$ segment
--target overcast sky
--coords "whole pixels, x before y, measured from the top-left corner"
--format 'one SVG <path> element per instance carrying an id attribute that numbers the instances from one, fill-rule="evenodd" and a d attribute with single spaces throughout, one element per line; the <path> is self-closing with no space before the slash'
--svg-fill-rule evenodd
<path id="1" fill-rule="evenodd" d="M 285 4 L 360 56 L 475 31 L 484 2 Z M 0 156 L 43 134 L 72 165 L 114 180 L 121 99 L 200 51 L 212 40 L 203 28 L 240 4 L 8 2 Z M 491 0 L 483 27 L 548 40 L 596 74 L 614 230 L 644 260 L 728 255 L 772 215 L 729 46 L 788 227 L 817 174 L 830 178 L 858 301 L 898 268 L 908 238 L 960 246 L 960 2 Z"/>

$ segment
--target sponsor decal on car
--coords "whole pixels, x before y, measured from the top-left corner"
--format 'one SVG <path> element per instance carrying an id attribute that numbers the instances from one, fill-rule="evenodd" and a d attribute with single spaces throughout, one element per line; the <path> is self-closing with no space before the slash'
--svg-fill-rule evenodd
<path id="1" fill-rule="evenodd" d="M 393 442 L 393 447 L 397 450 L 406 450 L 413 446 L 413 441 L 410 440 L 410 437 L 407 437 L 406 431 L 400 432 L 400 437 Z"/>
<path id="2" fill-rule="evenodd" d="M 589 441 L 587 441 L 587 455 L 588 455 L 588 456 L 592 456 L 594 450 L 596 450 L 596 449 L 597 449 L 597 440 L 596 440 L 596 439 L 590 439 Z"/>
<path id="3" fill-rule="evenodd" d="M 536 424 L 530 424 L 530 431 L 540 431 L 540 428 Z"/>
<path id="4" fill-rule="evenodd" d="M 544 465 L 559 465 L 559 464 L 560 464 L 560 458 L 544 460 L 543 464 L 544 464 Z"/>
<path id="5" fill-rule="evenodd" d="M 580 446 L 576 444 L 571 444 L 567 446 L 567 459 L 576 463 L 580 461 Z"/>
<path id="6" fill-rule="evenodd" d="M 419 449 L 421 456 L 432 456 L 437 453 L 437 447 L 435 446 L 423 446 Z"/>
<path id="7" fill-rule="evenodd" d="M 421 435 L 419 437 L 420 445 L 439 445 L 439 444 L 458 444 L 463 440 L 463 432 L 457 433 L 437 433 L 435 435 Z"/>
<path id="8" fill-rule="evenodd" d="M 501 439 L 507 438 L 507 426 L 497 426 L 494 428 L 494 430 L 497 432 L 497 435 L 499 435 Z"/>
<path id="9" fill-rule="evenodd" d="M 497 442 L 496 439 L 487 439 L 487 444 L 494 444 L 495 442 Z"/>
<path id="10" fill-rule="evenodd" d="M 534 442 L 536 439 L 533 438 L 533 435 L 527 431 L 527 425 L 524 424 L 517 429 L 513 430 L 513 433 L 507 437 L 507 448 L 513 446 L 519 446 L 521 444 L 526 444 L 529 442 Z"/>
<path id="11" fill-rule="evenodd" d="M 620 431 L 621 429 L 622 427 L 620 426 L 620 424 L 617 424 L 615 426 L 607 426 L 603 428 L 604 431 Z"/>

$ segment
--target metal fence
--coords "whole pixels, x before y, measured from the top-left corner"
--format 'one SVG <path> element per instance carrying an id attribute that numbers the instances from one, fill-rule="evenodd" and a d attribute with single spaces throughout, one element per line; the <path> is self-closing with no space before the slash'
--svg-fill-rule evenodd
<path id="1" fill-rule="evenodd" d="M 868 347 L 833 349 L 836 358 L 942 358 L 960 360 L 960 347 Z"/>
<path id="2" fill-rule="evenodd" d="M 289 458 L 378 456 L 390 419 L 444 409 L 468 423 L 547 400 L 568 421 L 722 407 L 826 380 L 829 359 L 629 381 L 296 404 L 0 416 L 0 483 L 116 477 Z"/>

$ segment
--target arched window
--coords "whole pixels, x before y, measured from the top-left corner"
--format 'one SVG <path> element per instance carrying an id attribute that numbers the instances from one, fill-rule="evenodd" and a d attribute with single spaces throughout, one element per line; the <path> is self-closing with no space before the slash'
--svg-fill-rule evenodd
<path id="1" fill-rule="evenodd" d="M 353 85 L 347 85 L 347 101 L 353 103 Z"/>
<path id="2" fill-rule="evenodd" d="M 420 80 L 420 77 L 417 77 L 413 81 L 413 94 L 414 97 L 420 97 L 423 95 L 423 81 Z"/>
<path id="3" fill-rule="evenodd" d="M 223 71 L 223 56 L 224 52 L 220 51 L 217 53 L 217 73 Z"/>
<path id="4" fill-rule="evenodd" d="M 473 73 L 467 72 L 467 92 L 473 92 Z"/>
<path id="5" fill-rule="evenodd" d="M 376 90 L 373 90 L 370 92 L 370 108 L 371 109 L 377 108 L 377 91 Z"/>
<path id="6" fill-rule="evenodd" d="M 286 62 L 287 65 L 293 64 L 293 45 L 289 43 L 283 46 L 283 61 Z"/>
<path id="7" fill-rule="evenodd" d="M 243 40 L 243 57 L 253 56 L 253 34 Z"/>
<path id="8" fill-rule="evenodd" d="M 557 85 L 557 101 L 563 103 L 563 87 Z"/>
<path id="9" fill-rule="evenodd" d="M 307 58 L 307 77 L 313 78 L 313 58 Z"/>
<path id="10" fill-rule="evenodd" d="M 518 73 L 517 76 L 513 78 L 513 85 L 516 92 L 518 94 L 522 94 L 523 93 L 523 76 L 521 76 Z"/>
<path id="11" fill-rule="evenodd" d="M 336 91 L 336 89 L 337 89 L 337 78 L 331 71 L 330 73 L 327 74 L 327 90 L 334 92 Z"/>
· · · · · · ·
(THE PROBLEM):
The entries above should be repeated exactly, every one of them.

(ANSWER TO THIS PROBLEM):
$ segment
--target overcast sky
--coords "whole pixels, x before y, measured from the top-left corner"
--format 'one SVG <path> element per instance carrying an id attribute that numbers the instances from one, fill-rule="evenodd" and a d attribute with single spaces throughout, one element per line; the <path> is self-closing with no space before the slash'
--svg-fill-rule evenodd
<path id="1" fill-rule="evenodd" d="M 285 4 L 360 56 L 475 31 L 484 2 Z M 0 156 L 43 134 L 72 165 L 114 180 L 121 99 L 200 51 L 212 40 L 203 28 L 240 4 L 8 2 Z M 491 0 L 483 27 L 548 40 L 596 74 L 614 230 L 644 260 L 728 255 L 772 215 L 729 46 L 788 227 L 817 174 L 830 178 L 858 301 L 898 268 L 908 238 L 960 246 L 960 2 Z"/>

$ segment
--target sponsor decal on car
--coords "whole pixels, x before y, measured from the top-left corner"
--format 'one SVG <path> element per instance carrying an id attribute that numbers the instances from one, fill-rule="evenodd" and a d attribute with single spaces throughout, one element per line; the <path> is self-closing with no space before the slash'
--svg-fill-rule evenodd
<path id="1" fill-rule="evenodd" d="M 393 442 L 393 447 L 397 450 L 406 450 L 413 446 L 413 441 L 410 440 L 410 437 L 407 437 L 406 431 L 400 432 L 400 437 Z"/>
<path id="2" fill-rule="evenodd" d="M 589 441 L 587 441 L 587 455 L 588 455 L 588 456 L 592 456 L 594 450 L 596 450 L 596 449 L 597 449 L 597 440 L 596 440 L 596 439 L 590 439 Z"/>
<path id="3" fill-rule="evenodd" d="M 536 424 L 530 424 L 530 431 L 540 431 L 540 428 Z"/>
<path id="4" fill-rule="evenodd" d="M 544 465 L 559 465 L 559 464 L 560 464 L 560 458 L 544 460 L 543 464 L 544 464 Z"/>
<path id="5" fill-rule="evenodd" d="M 580 446 L 576 444 L 571 444 L 567 446 L 567 459 L 576 463 L 580 461 Z"/>
<path id="6" fill-rule="evenodd" d="M 419 449 L 421 456 L 432 456 L 437 453 L 437 447 L 435 446 L 423 446 Z"/>
<path id="7" fill-rule="evenodd" d="M 421 435 L 419 437 L 420 445 L 439 445 L 439 444 L 458 444 L 463 440 L 463 432 L 457 433 L 437 433 L 435 435 Z"/>
<path id="8" fill-rule="evenodd" d="M 501 439 L 507 438 L 507 426 L 497 426 L 494 428 L 494 430 L 497 432 L 497 435 L 499 435 Z"/>
<path id="9" fill-rule="evenodd" d="M 497 442 L 496 439 L 487 439 L 487 444 L 494 444 L 495 442 Z"/>
<path id="10" fill-rule="evenodd" d="M 534 442 L 536 439 L 533 438 L 533 435 L 527 431 L 527 425 L 524 424 L 517 429 L 513 430 L 513 433 L 507 437 L 507 448 L 513 446 L 519 446 L 521 444 L 526 444 L 529 442 Z"/>
<path id="11" fill-rule="evenodd" d="M 620 431 L 621 429 L 622 427 L 620 426 L 620 424 L 617 424 L 615 426 L 607 426 L 603 428 L 604 431 Z"/>

$ segment
--target metal fence
--coords "whole pixels, x before y, measured from the top-left corner"
--format 'one SVG <path> element per instance carrying an id attribute that numbers the instances from one, fill-rule="evenodd" and a d attribute with single spaces throughout, one element per line; the <path> is self-closing with no space before the slash'
--svg-fill-rule evenodd
<path id="1" fill-rule="evenodd" d="M 868 347 L 833 349 L 836 358 L 942 358 L 960 360 L 960 347 Z"/>
<path id="2" fill-rule="evenodd" d="M 289 458 L 378 456 L 390 419 L 444 409 L 468 423 L 547 400 L 568 421 L 722 407 L 826 380 L 829 359 L 629 381 L 296 404 L 0 416 L 0 483 L 116 477 Z"/>

$ segment
--target arched window
--coords "whole pixels, x before y, measured from the top-left corner"
--format 'one SVG <path> element per instance carrying an id attribute that numbers the instances from one, fill-rule="evenodd" and a d attribute with single spaces throughout, one element per line; the <path> is self-closing with no space before the slash'
--svg-fill-rule evenodd
<path id="1" fill-rule="evenodd" d="M 353 85 L 347 85 L 347 101 L 353 103 Z"/>
<path id="2" fill-rule="evenodd" d="M 420 80 L 420 77 L 417 77 L 413 81 L 413 94 L 414 97 L 420 97 L 423 95 L 423 81 Z"/>
<path id="3" fill-rule="evenodd" d="M 223 71 L 223 56 L 224 52 L 220 51 L 217 53 L 217 73 Z"/>
<path id="4" fill-rule="evenodd" d="M 473 73 L 467 72 L 467 92 L 473 92 Z"/>
<path id="5" fill-rule="evenodd" d="M 376 90 L 373 90 L 370 92 L 370 108 L 371 109 L 377 108 L 377 91 Z"/>
<path id="6" fill-rule="evenodd" d="M 286 62 L 287 65 L 293 64 L 293 45 L 289 43 L 283 46 L 283 61 Z"/>
<path id="7" fill-rule="evenodd" d="M 243 40 L 243 57 L 253 56 L 253 34 Z"/>
<path id="8" fill-rule="evenodd" d="M 557 85 L 557 101 L 563 103 L 563 87 Z"/>
<path id="9" fill-rule="evenodd" d="M 307 58 L 307 77 L 313 78 L 313 58 Z"/>
<path id="10" fill-rule="evenodd" d="M 518 73 L 517 76 L 513 78 L 513 85 L 516 92 L 518 94 L 522 94 L 523 93 L 523 76 L 521 76 Z"/>
<path id="11" fill-rule="evenodd" d="M 336 91 L 336 89 L 337 89 L 337 78 L 331 71 L 330 73 L 327 74 L 327 90 L 334 92 Z"/>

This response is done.